Content starts

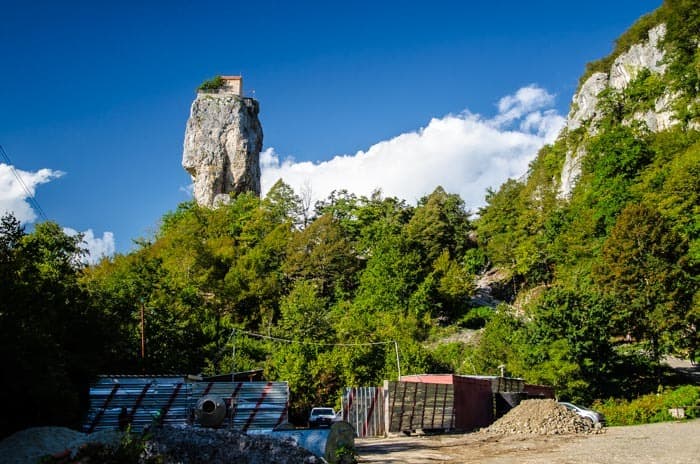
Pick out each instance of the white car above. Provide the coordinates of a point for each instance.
(594, 416)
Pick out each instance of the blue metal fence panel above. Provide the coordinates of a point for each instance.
(142, 401)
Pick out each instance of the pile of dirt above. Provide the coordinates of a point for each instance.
(541, 417)
(164, 445)
(187, 445)
(29, 445)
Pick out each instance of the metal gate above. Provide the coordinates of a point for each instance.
(363, 408)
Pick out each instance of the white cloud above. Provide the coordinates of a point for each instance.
(97, 247)
(464, 153)
(13, 195)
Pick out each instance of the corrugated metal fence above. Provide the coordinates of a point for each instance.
(363, 408)
(141, 401)
(425, 406)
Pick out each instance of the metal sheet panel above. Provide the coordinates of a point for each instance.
(256, 405)
(142, 401)
(138, 401)
(414, 406)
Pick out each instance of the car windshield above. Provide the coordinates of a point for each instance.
(322, 412)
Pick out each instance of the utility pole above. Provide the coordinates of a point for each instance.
(143, 331)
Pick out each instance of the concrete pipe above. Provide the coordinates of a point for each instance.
(210, 411)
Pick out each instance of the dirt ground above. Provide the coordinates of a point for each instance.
(668, 442)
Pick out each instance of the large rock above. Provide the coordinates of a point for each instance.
(222, 147)
(584, 108)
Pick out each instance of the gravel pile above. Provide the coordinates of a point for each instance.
(541, 417)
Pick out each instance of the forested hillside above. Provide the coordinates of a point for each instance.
(597, 285)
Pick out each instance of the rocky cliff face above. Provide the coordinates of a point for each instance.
(222, 147)
(585, 111)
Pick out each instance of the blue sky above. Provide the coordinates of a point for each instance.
(101, 92)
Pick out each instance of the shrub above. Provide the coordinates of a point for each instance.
(651, 408)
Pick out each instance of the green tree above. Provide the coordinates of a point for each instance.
(644, 269)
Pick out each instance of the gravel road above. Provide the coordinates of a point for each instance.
(668, 442)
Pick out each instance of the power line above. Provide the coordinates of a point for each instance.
(30, 196)
(287, 340)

Content ends

What this task involves: Omitting all images, retype each line of the records precisely.

Output below:
Pick out each instance of the white car above. Provide the coordinates of a point for each instance.
(594, 416)
Pick out each instance of the blue metal fence panel above. Provide the coordinates of a point for each instance.
(142, 401)
Pick out each instance of the pile of dirt above. Provide the coordinates of a point for each instance.
(541, 417)
(164, 445)
(187, 445)
(29, 445)
Pick out each instance of the metal gate above. Provide the coordinates of a point for each instance.
(363, 408)
Pick out each instance of the white cloud above. Provide the coordinates of a point for each instance.
(97, 247)
(464, 153)
(13, 195)
Pick out each instance of the corrugated metal fence above. Provide the coordinates of a point for each instance.
(363, 408)
(141, 401)
(425, 406)
Pick out each instance of the metal sheet panel above. Provide the coordinates of a point for each instance.
(256, 405)
(142, 401)
(138, 401)
(414, 406)
Pick out each instance of the car windshield above. Provide the coordinates of a point for each instance.
(322, 412)
Pick out each instance of the utility pole above. Provide the coordinates of a point for each instance.
(143, 331)
Pick out each instance of the concrete pipe above. Provide the coordinates of a point for each instance.
(210, 411)
Pick out each instance of the dirt ground above. Provide the coordinates of a point for each instance.
(668, 442)
Pick out each instance of the large rock above. Provide the coordinates of a point for each instance.
(222, 147)
(584, 108)
Pick out each instance of the gravel pile above. Provide the coordinates of a point for each instance.
(541, 417)
Pick out each instance of the forested hillside above. Provide the coordinates of a point for each instance.
(597, 285)
Pick out each instance of the rocky cliff face above. Provide the coordinates of a point for each instance.
(222, 147)
(585, 111)
Pick out each instance of the blue sky above. Provide the coordinates of a point for each instance.
(101, 92)
Pick out each instance of the shrub above. Provide the coordinates of a point for each instance.
(651, 408)
Pick out each instance of the green tree above. Provide the coordinates of a point for each instance.
(644, 269)
Pick out each instance of the gravel road above. Provide the coordinates of a point for each instance.
(668, 442)
Pick out each instance of the power line above. Provide the coordinates of a point for each instance.
(30, 196)
(287, 340)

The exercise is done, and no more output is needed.